▶ [Set task]: Please edit the records that follow by replacing "Trace the outline" with "Draw the boundary" and leaving everything else unchanged.

%%

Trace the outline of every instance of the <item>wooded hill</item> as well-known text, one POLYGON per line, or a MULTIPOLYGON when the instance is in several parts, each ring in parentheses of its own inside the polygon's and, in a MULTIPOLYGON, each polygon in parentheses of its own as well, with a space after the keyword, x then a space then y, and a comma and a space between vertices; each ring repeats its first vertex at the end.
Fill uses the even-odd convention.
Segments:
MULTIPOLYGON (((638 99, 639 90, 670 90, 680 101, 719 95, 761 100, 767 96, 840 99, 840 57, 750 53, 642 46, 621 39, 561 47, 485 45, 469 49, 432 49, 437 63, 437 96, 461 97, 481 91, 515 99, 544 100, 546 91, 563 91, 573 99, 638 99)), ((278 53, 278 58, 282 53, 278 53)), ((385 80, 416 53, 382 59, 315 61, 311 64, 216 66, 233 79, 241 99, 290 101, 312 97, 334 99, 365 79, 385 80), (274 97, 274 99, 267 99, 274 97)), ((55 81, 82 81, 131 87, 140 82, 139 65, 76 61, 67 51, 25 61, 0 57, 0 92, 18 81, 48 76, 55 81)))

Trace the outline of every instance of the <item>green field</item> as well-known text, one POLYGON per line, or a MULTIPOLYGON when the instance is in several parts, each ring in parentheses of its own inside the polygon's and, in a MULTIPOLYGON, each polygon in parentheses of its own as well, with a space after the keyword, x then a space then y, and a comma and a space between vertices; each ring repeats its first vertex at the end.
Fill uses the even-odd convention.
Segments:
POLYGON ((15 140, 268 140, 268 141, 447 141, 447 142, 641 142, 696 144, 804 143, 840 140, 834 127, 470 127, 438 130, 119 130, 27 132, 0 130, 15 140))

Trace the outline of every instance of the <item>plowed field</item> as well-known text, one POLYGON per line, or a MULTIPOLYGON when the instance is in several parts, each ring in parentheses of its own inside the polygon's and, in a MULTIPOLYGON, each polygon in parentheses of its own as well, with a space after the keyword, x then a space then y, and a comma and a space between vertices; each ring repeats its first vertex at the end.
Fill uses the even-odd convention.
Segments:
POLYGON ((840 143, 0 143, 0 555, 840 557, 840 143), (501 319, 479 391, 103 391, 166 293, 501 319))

%%

▶ [Result of this task]:
Draw the boundary of every instance of the <item>wooded hill</item> as well-known text, one POLYGON per line, or a MULTIPOLYGON when the instance is in several parts, each ring in parentheses of its own inside the polygon's and, in a MULTIPOLYGON, each polygon in parentheses of its own as well, with a space after the keyword, x then a space then y, and a comma and a space between vertices; each ring repeats its first vertex at the end.
Fill uses the even-odd convention.
Segments:
MULTIPOLYGON (((638 99, 639 90, 670 90, 680 101, 719 95, 761 100, 767 96, 840 99, 840 57, 750 53, 642 46, 621 39, 561 47, 485 45, 469 49, 432 49, 437 63, 437 96, 461 97, 481 91, 515 99, 544 100, 546 91, 563 91, 573 99, 638 99)), ((278 53, 278 58, 282 53, 278 53)), ((385 80, 416 53, 382 59, 315 61, 311 64, 216 66, 233 79, 241 99, 290 101, 312 97, 334 99, 365 79, 385 80), (274 97, 274 99, 267 99, 274 97)), ((55 81, 82 81, 131 87, 140 82, 139 65, 76 61, 67 51, 25 61, 0 57, 0 92, 18 81, 48 76, 55 81)))

Draw the boundary of every instance of the <item>green field</item> as well-known text, one POLYGON per line, or a MULTIPOLYGON when the instance is in several parts, each ring in parentheses of its own inside the polygon's and, in a MULTIPOLYGON, each polygon in parentheses of its own as well, with a space after the keyword, x then a space then y, and a comma and a space between vertices; each ring repeats its first vertex at the end.
Fill uses the even-odd convention.
Segments:
POLYGON ((15 140, 268 140, 268 141, 447 141, 447 142, 641 142, 696 144, 804 143, 840 140, 834 127, 470 127, 438 130, 119 130, 27 132, 0 130, 15 140))

Draw the boundary of every instance of the <item>plowed field</item> as well-known text, one POLYGON per line, or a MULTIPOLYGON when the instance is in several parts, each ring in parentheses of its own inside the polygon's and, in a MULTIPOLYGON, each polygon in parentheses of its own as well, with a space after the keyword, x then a space then y, and a comma and a space between vertices; each ring repeats its first vertex at the end.
Fill uses the even-odd convention.
Segments:
POLYGON ((840 143, 0 143, 0 555, 840 557, 840 143), (501 319, 479 391, 103 391, 166 293, 501 319))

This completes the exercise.